▶ _Objectives_:
**A)** Write out the stretch of the essay on empathy and Hell from "It’s also the" through "those foundations shatter.".
**B)** In the essay on empathy and Hell, what could be argued to be the core ingredient within the Golden Rule?
**C)** Carry on the essay on empathy and Hell from its last sentence.

▶ _Quoted text_:
········

Empathy doesn’t just allow us to coordinate, cooperate, and relate to one another. It’s at the core of our understanding of right and wrong. You could even argue that empathy is the core ingredient within the Golden Rule that so many religions preach in some form or another, including those that incorporate some form of Hell.

It’s also the foundation on which our innate sense of justice and fairness is built. Both foundations crack once Heaven and Hell enter the picture. However, when eternity enters the picture, which is common in various Judeo-Christian traditions, those foundations shatter.

It’s in that context where simply being callous to the suffering of others, even if you feel they deserve it, becomes unavoidably sadistic. As soon as eternity enters the equation, any sense of proportional justice becomes impossible. Even for the most monstrous individuals who spent every moment of their lives hurting others, a punishment without end eventually becomes unjust.

At that point, the pain and suffering someone endures is no longer about punishment or justice. It becomes part of a sadistic act that only becomes more sadistic the longer it goes on. If Hell is truly eternal, as many devout believers espouse, then its very existence is an act of infinite sadism.

That’s a major problem for any theology that includes an all-knowing, all-loving deity. By definition, a deity cannot be all-loving while exercising infinitely sadistic acts. If that same deity is all-powerful, then that only makes things worse because it means the deity has the power to both stop those acts and prevent them from ever happening. By not doing so, the deity becomes even more sadistic.

Now, there are plenty of traditions that include sadistic gods. The god of the Old Testament certainly qualifies in many respects. If a deity of that power opts to use it for sadistic acts, it doesn’t carry as much weight in terms of how humans approach morality and justice. Granted, it means the people who worship that deity must do so out of fear on some levels, but their approach in that context is understandable.

········

▶ _Information provided_:
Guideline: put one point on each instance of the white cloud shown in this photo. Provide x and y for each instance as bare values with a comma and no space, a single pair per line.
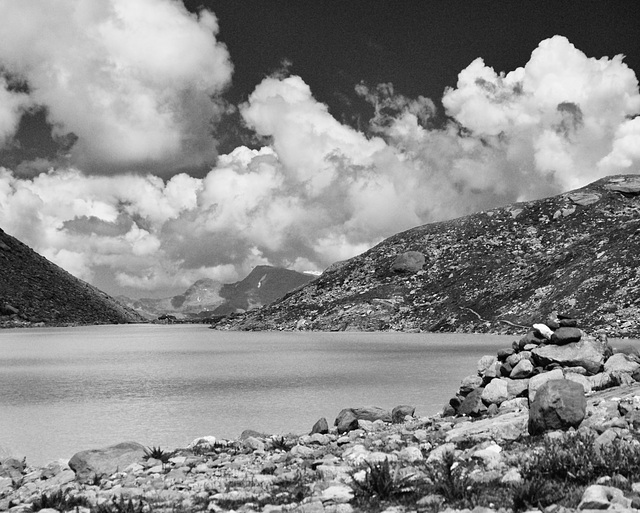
12,106
133,79
320,191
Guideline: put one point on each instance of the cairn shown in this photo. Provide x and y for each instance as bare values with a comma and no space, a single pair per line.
556,349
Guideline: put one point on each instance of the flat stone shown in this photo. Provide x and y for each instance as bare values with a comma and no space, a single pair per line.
537,381
584,198
588,353
509,426
399,413
97,463
321,426
523,369
620,362
566,335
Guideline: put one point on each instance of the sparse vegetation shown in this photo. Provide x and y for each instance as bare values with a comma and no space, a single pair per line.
59,500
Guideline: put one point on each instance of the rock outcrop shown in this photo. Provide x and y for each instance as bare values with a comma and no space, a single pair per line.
492,271
479,455
34,291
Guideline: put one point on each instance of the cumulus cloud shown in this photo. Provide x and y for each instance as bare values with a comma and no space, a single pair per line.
135,80
12,106
319,191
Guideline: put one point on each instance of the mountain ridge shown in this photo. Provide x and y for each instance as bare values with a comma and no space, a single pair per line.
207,297
35,291
491,271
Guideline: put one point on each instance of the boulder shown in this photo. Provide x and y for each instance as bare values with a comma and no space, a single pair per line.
346,421
348,418
399,413
543,330
620,362
321,426
533,337
472,404
536,382
566,335
495,392
372,413
523,369
588,353
97,463
470,383
558,404
579,378
410,261
485,363
584,198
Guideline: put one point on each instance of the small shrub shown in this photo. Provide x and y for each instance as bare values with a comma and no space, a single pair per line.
451,480
157,454
59,500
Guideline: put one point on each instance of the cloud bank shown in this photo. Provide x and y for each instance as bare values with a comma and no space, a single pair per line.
134,80
319,191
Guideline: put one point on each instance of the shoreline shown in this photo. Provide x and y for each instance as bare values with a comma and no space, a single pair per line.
376,460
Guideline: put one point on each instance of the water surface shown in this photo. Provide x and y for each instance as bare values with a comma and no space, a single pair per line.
68,389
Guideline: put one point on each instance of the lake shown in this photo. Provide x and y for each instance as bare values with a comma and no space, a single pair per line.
67,389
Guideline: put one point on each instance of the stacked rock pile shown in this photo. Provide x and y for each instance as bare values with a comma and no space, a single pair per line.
554,350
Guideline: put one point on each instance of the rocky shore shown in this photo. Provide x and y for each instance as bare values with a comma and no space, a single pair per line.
550,424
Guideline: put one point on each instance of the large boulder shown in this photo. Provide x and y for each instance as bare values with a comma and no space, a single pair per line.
566,335
408,262
97,463
347,419
496,392
588,353
559,404
472,404
621,362
537,381
399,413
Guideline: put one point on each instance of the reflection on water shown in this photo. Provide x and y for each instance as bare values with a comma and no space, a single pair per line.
67,389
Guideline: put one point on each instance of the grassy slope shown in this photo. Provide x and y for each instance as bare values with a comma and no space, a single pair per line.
487,271
42,292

········

▶ _Answers to the exercises_:
**A)**
It’s also the foundation on which our innate sense of justice and fairness is built. Both foundations crack once Heaven and Hell enter the picture. However, when eternity enters the picture, which is common in various Judeo-Christian traditions, those foundations shatter.

**B)** Empathy.

**C)**
It’s less understandable when Hell and the concept eternal punishment becomes part of a larger theology because it means adherents must participate in sadistic activities, even if it just means ignoring the torture inflicted by someone else. Everyone in Heaven, no matter how wonderful it is, has to remain numb to the infinite suffering going on below them.

Considering how threats of Hell has been a common tool for proselytizing, the sadism gets compounded even more, both from a human and theological perspective. More than one adherent had used the threat of Hell to warn others about believing in something other than their preferred religion. They likely do so out of genuine compassion and concern for those who don’t believe.

However, once that same person goes to Heaven, they have to become a sadist on some levels. They must now exist in a domain where others they tried to save from eternal damnation are doomed to endless suffering. They know it’s happening at every waking moment. It doesn’t matter if time works differently in the afterlife. Eternity is still eternity.

Even if that same person convinced every person they met to embrace their theology, there’s still the countless others that they never reached. That doesn’t even begin to account for all the other hapless souls that have lived throughout history, practicing other religious traditions with every bit as much devotion and piety. Even if they committed no egregious crimes, they could be damned to Hell.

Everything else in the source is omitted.